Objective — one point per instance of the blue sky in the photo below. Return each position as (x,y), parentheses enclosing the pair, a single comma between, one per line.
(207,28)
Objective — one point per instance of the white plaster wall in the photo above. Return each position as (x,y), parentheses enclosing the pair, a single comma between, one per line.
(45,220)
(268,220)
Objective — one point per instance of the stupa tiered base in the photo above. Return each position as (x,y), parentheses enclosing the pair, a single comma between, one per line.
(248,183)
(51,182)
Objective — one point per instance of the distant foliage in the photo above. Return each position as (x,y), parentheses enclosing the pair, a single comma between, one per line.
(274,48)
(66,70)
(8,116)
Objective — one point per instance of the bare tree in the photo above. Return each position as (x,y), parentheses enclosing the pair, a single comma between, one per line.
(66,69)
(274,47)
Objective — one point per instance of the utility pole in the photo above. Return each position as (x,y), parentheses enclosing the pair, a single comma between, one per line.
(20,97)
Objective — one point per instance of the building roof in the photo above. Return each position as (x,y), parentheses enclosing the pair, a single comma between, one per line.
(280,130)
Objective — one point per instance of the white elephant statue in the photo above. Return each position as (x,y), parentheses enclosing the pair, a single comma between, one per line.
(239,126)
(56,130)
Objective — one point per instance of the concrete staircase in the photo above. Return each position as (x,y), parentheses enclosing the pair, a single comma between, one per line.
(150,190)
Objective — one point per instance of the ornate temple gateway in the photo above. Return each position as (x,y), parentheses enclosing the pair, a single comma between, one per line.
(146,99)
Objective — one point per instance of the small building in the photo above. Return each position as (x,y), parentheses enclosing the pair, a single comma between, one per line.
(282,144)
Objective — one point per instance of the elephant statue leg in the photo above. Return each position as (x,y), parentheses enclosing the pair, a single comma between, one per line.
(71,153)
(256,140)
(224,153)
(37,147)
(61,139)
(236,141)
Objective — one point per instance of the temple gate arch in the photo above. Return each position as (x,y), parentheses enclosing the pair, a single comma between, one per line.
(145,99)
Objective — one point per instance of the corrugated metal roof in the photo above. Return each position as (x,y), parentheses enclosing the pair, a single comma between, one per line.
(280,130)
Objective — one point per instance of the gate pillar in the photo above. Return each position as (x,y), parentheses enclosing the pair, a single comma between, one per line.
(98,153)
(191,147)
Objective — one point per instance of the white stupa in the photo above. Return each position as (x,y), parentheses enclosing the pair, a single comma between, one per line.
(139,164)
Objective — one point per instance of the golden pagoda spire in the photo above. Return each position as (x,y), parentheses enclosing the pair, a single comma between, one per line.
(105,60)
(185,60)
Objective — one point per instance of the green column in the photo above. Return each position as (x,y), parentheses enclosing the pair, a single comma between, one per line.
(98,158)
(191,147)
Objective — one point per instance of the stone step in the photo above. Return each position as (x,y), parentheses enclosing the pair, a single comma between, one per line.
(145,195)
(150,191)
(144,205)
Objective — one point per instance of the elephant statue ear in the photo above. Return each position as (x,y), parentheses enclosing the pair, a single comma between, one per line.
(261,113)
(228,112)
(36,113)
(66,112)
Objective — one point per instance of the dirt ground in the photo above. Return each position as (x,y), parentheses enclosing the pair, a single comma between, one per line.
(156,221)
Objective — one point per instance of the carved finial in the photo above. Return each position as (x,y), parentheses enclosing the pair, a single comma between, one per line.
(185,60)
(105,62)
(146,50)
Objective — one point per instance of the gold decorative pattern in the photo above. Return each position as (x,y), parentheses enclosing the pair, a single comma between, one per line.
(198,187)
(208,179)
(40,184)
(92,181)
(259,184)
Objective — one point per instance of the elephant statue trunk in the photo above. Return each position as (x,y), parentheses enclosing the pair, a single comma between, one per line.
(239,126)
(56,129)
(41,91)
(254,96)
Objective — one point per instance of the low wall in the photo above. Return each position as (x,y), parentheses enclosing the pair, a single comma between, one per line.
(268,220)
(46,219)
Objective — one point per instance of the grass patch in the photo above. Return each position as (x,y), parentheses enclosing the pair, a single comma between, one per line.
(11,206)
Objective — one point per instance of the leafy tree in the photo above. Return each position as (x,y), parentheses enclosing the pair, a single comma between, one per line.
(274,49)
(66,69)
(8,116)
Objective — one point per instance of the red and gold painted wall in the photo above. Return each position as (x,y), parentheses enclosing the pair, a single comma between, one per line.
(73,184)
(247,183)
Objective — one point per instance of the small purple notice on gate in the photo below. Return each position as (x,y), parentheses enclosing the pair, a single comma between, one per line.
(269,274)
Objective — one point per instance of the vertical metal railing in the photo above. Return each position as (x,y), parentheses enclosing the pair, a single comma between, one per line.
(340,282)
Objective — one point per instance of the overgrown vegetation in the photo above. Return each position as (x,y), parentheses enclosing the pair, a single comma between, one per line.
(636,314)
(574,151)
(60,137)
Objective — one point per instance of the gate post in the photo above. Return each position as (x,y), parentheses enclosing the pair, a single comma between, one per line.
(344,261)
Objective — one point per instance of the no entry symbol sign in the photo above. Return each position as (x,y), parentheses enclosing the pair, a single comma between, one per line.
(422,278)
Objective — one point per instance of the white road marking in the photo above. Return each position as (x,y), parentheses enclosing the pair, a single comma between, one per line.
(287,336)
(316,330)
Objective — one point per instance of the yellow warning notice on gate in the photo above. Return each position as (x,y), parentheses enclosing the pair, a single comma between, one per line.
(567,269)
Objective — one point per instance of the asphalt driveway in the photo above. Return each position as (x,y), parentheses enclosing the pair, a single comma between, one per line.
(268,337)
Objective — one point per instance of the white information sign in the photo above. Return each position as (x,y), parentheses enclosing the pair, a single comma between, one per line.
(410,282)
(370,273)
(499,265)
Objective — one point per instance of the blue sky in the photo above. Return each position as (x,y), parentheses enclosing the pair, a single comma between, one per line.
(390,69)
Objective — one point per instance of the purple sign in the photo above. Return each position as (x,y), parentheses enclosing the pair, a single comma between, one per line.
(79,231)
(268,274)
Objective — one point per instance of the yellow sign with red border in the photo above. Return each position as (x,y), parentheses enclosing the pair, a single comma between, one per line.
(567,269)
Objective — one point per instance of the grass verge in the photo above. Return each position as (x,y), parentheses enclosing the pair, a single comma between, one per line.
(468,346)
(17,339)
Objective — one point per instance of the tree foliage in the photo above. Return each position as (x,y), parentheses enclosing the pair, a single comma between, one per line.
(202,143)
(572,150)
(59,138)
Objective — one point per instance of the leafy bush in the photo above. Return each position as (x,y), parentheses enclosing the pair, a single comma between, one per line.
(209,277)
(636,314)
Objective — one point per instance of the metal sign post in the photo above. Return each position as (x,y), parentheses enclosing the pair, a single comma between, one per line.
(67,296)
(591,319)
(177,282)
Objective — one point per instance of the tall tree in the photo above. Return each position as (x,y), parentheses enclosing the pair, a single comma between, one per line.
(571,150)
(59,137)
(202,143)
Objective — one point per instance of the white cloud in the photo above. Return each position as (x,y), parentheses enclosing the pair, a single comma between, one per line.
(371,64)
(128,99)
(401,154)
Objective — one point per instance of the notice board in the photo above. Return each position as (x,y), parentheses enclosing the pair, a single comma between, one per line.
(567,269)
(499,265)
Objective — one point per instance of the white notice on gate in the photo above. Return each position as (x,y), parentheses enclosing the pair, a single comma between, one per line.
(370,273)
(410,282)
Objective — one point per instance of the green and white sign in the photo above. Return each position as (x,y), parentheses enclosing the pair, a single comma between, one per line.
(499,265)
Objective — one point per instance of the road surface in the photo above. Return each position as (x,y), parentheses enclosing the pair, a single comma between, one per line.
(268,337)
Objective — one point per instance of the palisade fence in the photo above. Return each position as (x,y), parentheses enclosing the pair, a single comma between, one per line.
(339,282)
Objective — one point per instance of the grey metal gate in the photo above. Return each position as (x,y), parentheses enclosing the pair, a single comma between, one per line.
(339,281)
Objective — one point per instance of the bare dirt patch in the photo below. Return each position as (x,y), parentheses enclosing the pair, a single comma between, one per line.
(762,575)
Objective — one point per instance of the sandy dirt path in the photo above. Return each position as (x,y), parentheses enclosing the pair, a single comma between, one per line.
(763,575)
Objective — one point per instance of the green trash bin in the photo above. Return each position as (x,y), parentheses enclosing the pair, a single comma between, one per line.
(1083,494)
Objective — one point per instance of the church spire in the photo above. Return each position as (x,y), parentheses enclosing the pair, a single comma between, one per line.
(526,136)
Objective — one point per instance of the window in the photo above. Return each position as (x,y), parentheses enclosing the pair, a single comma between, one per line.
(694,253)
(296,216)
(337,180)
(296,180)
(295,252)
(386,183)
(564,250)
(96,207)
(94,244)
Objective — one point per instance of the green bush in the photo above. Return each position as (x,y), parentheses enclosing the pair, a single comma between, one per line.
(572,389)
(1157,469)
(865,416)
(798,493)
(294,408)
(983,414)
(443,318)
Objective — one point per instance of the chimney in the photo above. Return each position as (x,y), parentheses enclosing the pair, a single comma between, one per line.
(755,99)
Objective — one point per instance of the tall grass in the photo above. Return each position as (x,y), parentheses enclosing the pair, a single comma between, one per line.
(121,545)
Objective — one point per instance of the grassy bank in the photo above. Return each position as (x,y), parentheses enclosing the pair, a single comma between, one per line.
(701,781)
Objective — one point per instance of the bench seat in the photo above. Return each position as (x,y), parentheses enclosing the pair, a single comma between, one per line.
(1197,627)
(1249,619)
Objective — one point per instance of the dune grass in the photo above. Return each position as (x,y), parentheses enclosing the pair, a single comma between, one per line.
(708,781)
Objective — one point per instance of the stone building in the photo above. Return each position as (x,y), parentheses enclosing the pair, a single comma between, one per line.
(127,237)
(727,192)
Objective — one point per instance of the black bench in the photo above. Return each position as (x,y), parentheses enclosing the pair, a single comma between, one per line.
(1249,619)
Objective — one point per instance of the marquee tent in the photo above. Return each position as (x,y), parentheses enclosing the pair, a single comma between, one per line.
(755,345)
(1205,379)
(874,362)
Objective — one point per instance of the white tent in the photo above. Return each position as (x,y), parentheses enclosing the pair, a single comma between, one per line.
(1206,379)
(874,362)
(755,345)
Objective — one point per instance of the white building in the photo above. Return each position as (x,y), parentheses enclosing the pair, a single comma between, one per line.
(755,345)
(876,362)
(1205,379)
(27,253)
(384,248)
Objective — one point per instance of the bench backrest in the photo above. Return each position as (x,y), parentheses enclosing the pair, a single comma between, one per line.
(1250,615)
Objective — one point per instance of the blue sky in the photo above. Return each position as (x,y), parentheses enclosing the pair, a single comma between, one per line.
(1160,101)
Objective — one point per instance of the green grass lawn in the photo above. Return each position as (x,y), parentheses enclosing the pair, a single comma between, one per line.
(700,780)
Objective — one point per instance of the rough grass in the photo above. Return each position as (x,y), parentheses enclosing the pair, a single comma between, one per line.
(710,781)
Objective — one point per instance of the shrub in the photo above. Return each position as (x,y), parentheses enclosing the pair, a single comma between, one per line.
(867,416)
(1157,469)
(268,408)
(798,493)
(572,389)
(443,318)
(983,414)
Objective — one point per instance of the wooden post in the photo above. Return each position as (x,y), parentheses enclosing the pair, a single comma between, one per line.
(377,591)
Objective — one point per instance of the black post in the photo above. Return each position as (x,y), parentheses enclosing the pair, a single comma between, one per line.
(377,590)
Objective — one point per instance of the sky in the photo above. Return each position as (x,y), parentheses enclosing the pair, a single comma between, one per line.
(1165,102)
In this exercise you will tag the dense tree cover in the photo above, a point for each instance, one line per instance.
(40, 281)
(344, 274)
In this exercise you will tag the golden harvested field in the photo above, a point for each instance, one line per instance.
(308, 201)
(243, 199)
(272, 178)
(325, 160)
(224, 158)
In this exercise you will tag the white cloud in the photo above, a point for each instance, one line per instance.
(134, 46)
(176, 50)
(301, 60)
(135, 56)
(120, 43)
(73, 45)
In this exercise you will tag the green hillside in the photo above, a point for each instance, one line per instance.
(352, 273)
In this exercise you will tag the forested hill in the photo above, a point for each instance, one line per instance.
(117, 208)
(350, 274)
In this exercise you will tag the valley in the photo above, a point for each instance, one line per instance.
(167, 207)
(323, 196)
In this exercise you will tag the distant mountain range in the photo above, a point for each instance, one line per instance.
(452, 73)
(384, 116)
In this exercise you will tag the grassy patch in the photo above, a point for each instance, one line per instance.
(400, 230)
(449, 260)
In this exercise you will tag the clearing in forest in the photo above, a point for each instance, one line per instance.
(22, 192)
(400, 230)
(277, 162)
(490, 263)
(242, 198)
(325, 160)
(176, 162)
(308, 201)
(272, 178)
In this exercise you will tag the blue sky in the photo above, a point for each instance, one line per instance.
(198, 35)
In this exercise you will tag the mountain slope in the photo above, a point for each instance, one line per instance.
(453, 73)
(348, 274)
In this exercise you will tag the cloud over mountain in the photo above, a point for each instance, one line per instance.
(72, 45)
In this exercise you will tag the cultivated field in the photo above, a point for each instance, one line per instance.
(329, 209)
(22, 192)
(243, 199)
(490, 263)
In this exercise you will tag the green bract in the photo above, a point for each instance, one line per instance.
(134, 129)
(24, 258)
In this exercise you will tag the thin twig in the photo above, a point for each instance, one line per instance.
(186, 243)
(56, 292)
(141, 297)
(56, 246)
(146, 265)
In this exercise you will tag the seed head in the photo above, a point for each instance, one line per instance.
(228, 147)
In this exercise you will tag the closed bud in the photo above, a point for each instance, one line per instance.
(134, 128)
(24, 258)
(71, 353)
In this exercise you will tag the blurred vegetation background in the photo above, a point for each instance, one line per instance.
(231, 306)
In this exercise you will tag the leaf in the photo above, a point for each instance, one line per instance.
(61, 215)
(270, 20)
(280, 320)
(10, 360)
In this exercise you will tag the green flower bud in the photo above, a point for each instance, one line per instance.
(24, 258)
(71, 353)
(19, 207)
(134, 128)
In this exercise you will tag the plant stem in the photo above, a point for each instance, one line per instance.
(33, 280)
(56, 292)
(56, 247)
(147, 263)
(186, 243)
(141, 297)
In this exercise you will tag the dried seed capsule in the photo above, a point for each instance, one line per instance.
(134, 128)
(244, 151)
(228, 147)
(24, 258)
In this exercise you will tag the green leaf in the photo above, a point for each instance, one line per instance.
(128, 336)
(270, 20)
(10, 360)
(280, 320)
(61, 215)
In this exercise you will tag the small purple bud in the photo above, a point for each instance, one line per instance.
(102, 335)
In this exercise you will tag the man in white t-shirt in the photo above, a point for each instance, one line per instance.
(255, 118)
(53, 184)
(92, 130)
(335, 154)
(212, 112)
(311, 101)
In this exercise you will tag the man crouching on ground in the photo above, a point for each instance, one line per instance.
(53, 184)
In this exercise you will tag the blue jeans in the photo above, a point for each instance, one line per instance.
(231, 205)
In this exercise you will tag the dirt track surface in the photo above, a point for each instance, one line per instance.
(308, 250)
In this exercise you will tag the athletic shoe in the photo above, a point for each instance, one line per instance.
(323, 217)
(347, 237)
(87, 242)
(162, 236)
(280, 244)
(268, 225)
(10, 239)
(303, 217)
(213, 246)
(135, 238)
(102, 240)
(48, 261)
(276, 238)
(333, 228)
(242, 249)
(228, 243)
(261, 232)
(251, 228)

━━━━━━━━━━

§ **EXERCISE TASK**
Repeat exactly, and only, the lines of the records above, starting with the line that contains "In this exercise you will tag the plant" and ending with the final line, both included.

§ **ANSWER IN FULL**
In this exercise you will tag the plant stem in the photo above, a point for each instance, one line per instance.
(33, 280)
(56, 292)
(56, 247)
(147, 263)
(186, 243)
(141, 297)
In this exercise you will tag the dried seed capsule in the photo above, a point for each instance, one line per instance.
(134, 128)
(244, 151)
(228, 147)
(24, 258)
In this exercise you will tag the green leaf in the photo above, a point for each instance, one line per instance.
(128, 336)
(270, 20)
(10, 360)
(280, 320)
(61, 215)
In this exercise you will tag the small purple bud in the photo above, a point for each instance, one line per instance.
(102, 335)
In this exercise you will tag the man in white t-shirt in the photo above, a point for each instance, one line per instance.
(255, 118)
(53, 184)
(92, 130)
(335, 154)
(212, 112)
(311, 101)
In this exercise you will tag the man crouching on ground in the photo above, a point for each instance, one line per instance.
(53, 184)
In this exercise you will tag the blue jeans in the photo above, a point for each instance, one line per instance.
(231, 205)
In this exercise you will tag the dirt track surface in the photo above, a point for each instance, one line per instance.
(308, 250)
In this exercise you will tag the athletic shoe in the photo above, a point for each instance, one line per instance.
(323, 217)
(347, 237)
(87, 242)
(162, 236)
(280, 244)
(268, 225)
(10, 239)
(303, 217)
(213, 246)
(135, 238)
(102, 240)
(48, 261)
(276, 238)
(333, 228)
(242, 249)
(228, 243)
(261, 232)
(251, 228)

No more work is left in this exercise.